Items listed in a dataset
◆ ◆ ◆ ◆

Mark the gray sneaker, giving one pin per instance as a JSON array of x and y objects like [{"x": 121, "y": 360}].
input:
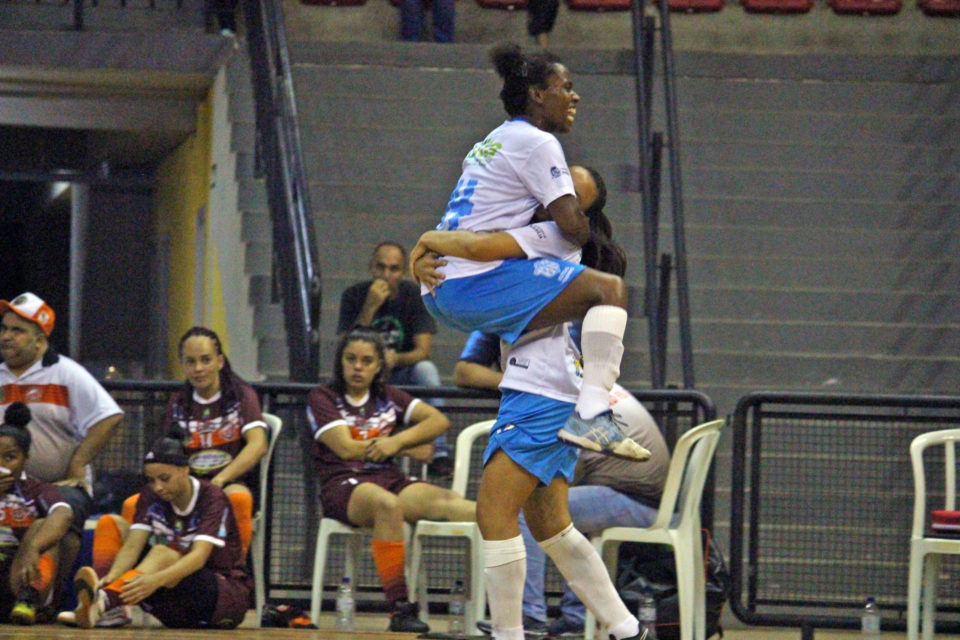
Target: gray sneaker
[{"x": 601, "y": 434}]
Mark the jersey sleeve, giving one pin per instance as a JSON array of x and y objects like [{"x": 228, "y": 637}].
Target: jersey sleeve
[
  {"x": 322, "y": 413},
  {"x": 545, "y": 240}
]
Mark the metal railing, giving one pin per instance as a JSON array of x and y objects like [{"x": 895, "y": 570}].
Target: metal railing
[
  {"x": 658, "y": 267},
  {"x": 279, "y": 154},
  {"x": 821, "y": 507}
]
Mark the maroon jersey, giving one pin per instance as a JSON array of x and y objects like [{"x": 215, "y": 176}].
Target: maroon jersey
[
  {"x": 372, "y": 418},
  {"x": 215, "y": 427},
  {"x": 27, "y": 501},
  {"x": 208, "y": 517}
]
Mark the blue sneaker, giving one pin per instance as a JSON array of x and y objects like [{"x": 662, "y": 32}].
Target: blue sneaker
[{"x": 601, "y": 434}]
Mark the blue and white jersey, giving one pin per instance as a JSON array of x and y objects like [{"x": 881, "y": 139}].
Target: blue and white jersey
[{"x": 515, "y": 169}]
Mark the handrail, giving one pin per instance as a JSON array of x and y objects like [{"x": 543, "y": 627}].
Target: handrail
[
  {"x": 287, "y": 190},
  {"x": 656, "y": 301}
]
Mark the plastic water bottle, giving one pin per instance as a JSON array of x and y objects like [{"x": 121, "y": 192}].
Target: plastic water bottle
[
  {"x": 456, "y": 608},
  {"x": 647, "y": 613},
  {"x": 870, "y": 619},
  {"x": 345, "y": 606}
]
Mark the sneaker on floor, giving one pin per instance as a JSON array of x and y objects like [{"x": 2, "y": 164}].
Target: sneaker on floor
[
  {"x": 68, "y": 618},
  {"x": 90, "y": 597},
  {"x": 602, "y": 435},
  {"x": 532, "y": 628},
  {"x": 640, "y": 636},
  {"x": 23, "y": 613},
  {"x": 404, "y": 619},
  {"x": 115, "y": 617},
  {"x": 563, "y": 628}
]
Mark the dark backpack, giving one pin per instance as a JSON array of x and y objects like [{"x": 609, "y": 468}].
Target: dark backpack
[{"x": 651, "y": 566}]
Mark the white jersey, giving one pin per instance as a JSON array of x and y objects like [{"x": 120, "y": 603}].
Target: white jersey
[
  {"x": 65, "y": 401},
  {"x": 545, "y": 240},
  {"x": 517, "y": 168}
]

◆ ◆ ◆ ◆

» WRITTEN INSTRUCTION
Transcribe all the data word for word; the images stay out.

» COMPLETED EXERCISE
Mark the gray sneaker, giving one pin per instance as a JSON array of x and y objects like [{"x": 121, "y": 360}].
input:
Target: gray sneaker
[{"x": 601, "y": 434}]
Mark the jersey sleeve, giving one pin per instance as a JSON array of x and y objects like [{"x": 228, "y": 637}].
Target: jersey sleeve
[
  {"x": 322, "y": 413},
  {"x": 545, "y": 240}
]
Mark the metal railing, giving one pin per instance as a JSON array of x and y objects like [{"x": 895, "y": 570}].
Target: metal railing
[
  {"x": 658, "y": 267},
  {"x": 279, "y": 154},
  {"x": 821, "y": 507}
]
Mark the maroon jersey, giving one pin per instance as a JSON array of x and y objects like [{"x": 215, "y": 176}].
Target: maroon jersey
[
  {"x": 372, "y": 418},
  {"x": 215, "y": 427},
  {"x": 27, "y": 501},
  {"x": 208, "y": 517}
]
Mark the blue sneaker, giving one pin per instance as a JSON array of x and y objects like [{"x": 662, "y": 32}].
Target: blue sneaker
[{"x": 601, "y": 434}]
Mark the blue and white jersey, giving one pin per instance as a JSON array of x and y objects like [{"x": 881, "y": 139}].
Target: blue and white jersey
[{"x": 515, "y": 169}]
Mark the handrail, giving one pin per instance as a JSON array of x and y objects like [{"x": 543, "y": 627}].
Target: handrail
[
  {"x": 287, "y": 190},
  {"x": 656, "y": 301}
]
Mark the plastic water bottle, giving one pin per instance as a JSON array of x and y objects like [{"x": 121, "y": 192}].
Target: plastic water bottle
[
  {"x": 456, "y": 608},
  {"x": 647, "y": 613},
  {"x": 870, "y": 619},
  {"x": 345, "y": 606}
]
Mark the sneaker on floor, giving one pin per instance as a JSON array of x and y objects like [{"x": 2, "y": 164}].
Target: sneaker on floor
[
  {"x": 68, "y": 618},
  {"x": 90, "y": 597},
  {"x": 602, "y": 435},
  {"x": 532, "y": 628},
  {"x": 640, "y": 636},
  {"x": 23, "y": 613},
  {"x": 404, "y": 619},
  {"x": 115, "y": 617},
  {"x": 563, "y": 628}
]
Mark the dark backpack, giving one pin per instance as a JSON array of x and y objects like [{"x": 609, "y": 468}].
Target: dark backpack
[{"x": 651, "y": 566}]
Mark the white jersey, giving one pin per instance as a JSON array of x and y objects like [{"x": 120, "y": 603}].
Target: white jersey
[
  {"x": 65, "y": 401},
  {"x": 545, "y": 240},
  {"x": 517, "y": 168}
]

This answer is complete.